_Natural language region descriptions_
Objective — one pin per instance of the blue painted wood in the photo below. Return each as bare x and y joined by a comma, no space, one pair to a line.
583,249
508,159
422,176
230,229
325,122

_EXERCISE REQUIREMENTS_
Line by line, copy the records exactly.

_OUTPUT OF THE TASK_
Objective — one pin per instance of the blue painted wood in the photo below. Return each as bare x and y joined by a comma, no space, one pair to a line.
583,249
508,159
422,176
230,229
325,122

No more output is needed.